___ INPUT DATA ___
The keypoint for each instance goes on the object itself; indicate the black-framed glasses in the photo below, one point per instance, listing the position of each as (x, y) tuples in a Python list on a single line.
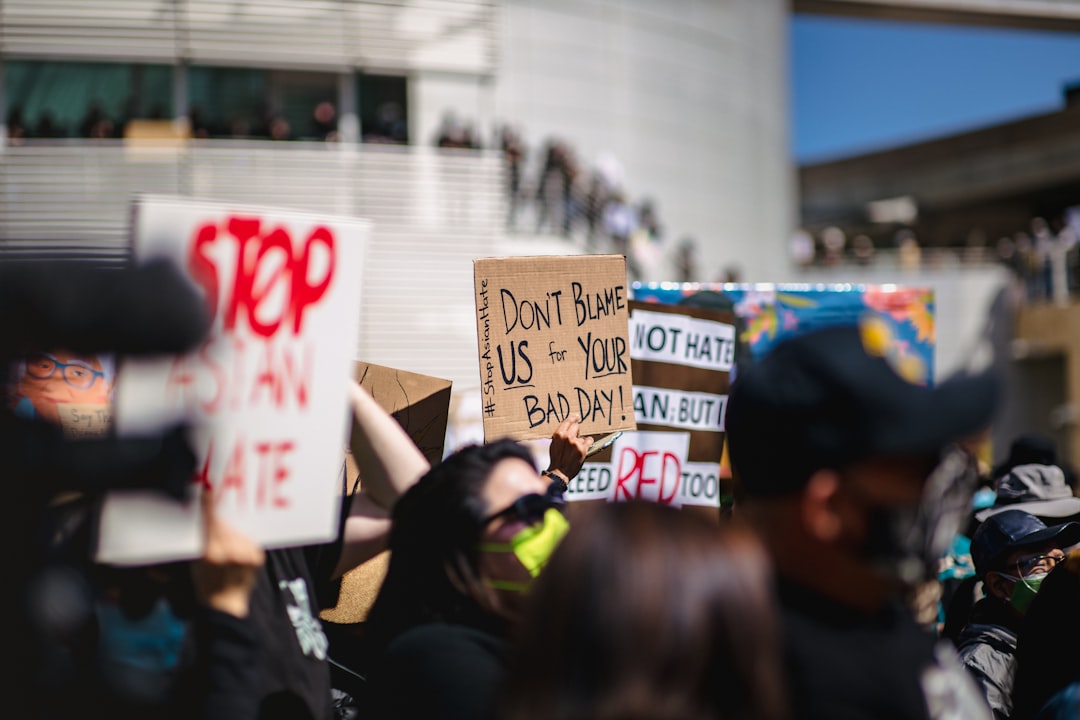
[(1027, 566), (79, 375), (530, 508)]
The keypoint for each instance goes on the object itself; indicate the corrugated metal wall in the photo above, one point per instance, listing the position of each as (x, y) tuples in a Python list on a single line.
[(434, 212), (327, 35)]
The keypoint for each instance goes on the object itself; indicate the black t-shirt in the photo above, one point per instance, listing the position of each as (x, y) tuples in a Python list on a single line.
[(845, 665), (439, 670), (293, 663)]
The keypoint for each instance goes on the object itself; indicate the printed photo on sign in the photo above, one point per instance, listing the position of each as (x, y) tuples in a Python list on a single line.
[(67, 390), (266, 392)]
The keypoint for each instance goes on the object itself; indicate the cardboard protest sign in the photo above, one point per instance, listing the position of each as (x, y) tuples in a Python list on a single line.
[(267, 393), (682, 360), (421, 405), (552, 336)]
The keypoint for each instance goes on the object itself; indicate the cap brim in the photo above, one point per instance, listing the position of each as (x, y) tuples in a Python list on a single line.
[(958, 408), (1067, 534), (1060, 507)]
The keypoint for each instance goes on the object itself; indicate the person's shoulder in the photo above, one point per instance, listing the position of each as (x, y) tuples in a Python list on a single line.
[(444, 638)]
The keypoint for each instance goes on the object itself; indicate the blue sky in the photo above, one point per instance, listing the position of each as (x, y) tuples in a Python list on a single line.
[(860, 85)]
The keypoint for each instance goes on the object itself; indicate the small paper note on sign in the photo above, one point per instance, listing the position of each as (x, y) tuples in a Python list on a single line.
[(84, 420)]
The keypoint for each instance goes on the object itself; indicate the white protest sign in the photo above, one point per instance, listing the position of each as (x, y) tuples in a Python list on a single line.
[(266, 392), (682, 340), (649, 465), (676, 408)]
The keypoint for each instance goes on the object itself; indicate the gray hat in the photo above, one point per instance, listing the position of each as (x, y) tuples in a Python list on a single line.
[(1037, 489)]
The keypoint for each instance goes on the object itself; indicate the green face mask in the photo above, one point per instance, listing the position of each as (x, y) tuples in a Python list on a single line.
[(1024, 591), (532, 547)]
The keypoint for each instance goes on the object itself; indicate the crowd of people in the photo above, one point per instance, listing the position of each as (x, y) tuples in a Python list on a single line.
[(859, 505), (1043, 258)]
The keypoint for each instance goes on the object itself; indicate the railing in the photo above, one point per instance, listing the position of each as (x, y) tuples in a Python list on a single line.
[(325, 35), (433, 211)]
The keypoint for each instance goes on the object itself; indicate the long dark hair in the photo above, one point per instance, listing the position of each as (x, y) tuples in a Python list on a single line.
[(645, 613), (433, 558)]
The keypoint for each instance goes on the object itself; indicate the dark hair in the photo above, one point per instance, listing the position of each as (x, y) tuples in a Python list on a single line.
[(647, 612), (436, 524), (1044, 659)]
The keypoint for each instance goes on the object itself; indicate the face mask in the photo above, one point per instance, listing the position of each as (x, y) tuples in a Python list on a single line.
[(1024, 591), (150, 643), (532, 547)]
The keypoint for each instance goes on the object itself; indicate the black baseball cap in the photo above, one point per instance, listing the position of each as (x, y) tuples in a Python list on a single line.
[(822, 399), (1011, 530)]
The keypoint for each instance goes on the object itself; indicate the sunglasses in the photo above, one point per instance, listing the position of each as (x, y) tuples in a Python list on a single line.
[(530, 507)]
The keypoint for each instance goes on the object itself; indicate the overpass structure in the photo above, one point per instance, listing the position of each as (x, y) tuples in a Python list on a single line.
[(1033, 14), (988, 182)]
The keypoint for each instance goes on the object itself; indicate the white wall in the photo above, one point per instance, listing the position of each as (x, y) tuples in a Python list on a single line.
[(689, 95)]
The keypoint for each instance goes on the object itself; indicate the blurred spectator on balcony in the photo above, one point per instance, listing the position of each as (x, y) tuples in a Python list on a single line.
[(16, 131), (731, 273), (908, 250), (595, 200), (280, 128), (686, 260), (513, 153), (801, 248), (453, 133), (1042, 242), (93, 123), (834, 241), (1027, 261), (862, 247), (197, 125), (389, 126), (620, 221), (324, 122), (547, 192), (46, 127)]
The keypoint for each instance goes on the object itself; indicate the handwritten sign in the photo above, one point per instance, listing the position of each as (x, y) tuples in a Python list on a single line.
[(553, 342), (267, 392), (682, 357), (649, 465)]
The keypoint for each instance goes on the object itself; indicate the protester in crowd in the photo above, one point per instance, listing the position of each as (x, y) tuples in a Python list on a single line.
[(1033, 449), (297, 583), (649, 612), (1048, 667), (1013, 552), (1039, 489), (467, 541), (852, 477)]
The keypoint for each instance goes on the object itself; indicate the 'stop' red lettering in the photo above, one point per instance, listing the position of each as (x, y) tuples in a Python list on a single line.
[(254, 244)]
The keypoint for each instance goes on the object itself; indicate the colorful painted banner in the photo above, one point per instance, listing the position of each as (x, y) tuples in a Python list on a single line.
___
(REQUIRED WORK): Although the records above contain pictures, your copy should give only their text, exactly as written.

(RESPONSE FOR THIS EXERCISE):
The keypoint for each instance goes on the object itself; indicate the black-framed glasses in the photo below, one point per instance, listing the position of each as (x, y) tuples in a Python list on a single line.
[(1027, 566), (79, 375), (530, 508)]
The keypoint for each instance goes on the object itself; indicate the corrugated metal wall in the photo above, one point per instance, listing the position of each as (x, y) tuples in a Python list on a single line.
[(434, 212), (327, 35)]
The keypoint for each instance goes on the object itself; indicate the black t-shirt in the photo above, one point per instance, listing the position of each as (x, y) tuples in a Python list on a single line.
[(845, 665), (439, 670), (293, 663)]
The keypoint for each instance goes on the object itself; indicate the printed photo on sign in the photo above, one point per instance, listing the position of each as (x, y) tuples in a Python list on a single line.
[(67, 390), (266, 392)]
The keypoint for each instance goes on the object itself; indicate the cardboard protest sign in the photo above, one point per instance, listing the position of each as (x, y) tuples in a Python list on a single line.
[(267, 393), (682, 360), (421, 405), (552, 336)]
The keypoint for each instance goes on the object itself; indicate the cap brim in the photo above, one point per instance, listing the position of each as (x, y) tuples in a Python list on a single line.
[(958, 408), (1067, 534), (1060, 507)]
The keypoint for each instance goes on the object itself; indicate the person's shoulder in the photo above, one point per instance, listing the position of each as (x, y) tuples in a Python list on a single line.
[(444, 638)]
The keypoint for each instance goes on the object itself; indicate the blue sky in the photo above, one point per instance, listing the position of each as (x, y) tuples in a Python list on a single line.
[(860, 85)]
The keypoint for each instance goes on the object itself; indicate the small paper note on sign in the photo above, one point per instance, listing the position of each as (x, y) tuples in a Python list on a single line.
[(84, 420)]
The keypoint for each instance goes on the object itself; indicate the white protest sign in the photo above, one point per instance, listing the position of each as (x, y) tuples in a Python list on a single line.
[(266, 392), (682, 340), (649, 465), (676, 408)]
The keypoint for each instance goes on the object itself; indicate the gray hat in the photo above, one point per instance, listing the position of each as (x, y) tuples in a Python list on a single line.
[(1037, 489)]
The keypoint for each instance goes on the object itself; indicate the green face mask in the photo above, one point per instance, listing the position of each as (x, y) tuples in a Python list on a single line.
[(1024, 591), (532, 547)]
The keypoint for each instance goes on the object itself; indicate the crowd of people in the photo above, one point per instance, listing the position of each as (x, y) tuples in a Python list on a single line.
[(859, 505), (1043, 258)]
The keypoint for each instance goes on the object itself; indicate the railing in the photo above, one point per instance, listing the position of each as (x, y) tuples in a Python list on a single line.
[(325, 35), (433, 211)]
The keypoint for each instance goes on the object itself; indicate the long dark hair in the photo above, one point per instance, listing the position of each as (x, y) tuples in a Python list on a single line.
[(645, 613), (433, 558)]
The keypoint for each instance goes on the object itself; indicate the dark hair in the photo above, one point per instance, listing the position of each as (x, y) tuples in a Python list on a single line.
[(647, 612), (436, 524), (1044, 659)]
The keypoint for each instance goes on the object itself; indicate the face mask in the photo above, one point per instance, listing the position of each as (x, y) tuples in a Python list on a single line.
[(1024, 591), (150, 643), (532, 547)]
The keypoint for each instance goes on the object itself; indicate the black baseball cap in the photo above, one point per instance, listing the position of each as (x, y) tuples in a Python list on a single line.
[(822, 399), (1011, 530)]
The keypoint for each instance goes on the object itself; indicate the sunglasses in the photo above, one point per instance, listing the position of each as (x, y) tuples in a Python list on a single line.
[(530, 507)]
The keypoint for each instance goes on the object itself; indicate the overpass structure in the photo above, one point per instance, listing the position of each as (x, y) tuples in a Python list on a single line.
[(1033, 14), (988, 182)]
The keypoint for each instance goes on the object itself; indicate the white wall in the photo above, one point per instance, listing the position of each as (x, y) tuples in a Python list on a single line.
[(689, 95)]
The keypoint for each instance goes on the object itself; indicate the blurred spectator on balcony in the photo above, one point per instance, listing the position of each as (x, y) tuples in a Python list on a single line.
[(16, 131), (731, 273), (908, 250), (595, 200), (280, 128), (686, 260), (513, 153), (801, 248), (453, 133), (1042, 242), (93, 123), (834, 241), (1027, 261), (862, 247), (197, 125), (389, 126), (620, 221), (324, 122), (547, 192), (46, 127)]
The keypoint for each instance goes on the object itself; indicate the handwritten sign in the photo above, one point per instance, listing the position of each as (x, y) tuples in a Python list on a single line.
[(553, 342), (267, 392), (682, 357), (649, 465)]
The keypoint for each instance goes on the object itself; indicate the protester in crowd in the photo above, one point per instance, listing the position of each as (x, y) tuples in a Python list on a single line.
[(1033, 449), (297, 583), (649, 612), (1048, 667), (1013, 552), (1039, 489), (467, 541), (852, 477)]
The keypoint for each instance goes on the object itself; indicate the 'stop' red lettering in the photo above, one point per instance, listing the position of each as (x, y) tuples in a Python list on a single line.
[(254, 244)]
The keypoint for each instance goes on the object itself; indicate the colorful painted banner in the photo above, one point per instance, listing the position of each as (x, y) tuples in a Python list on a single line.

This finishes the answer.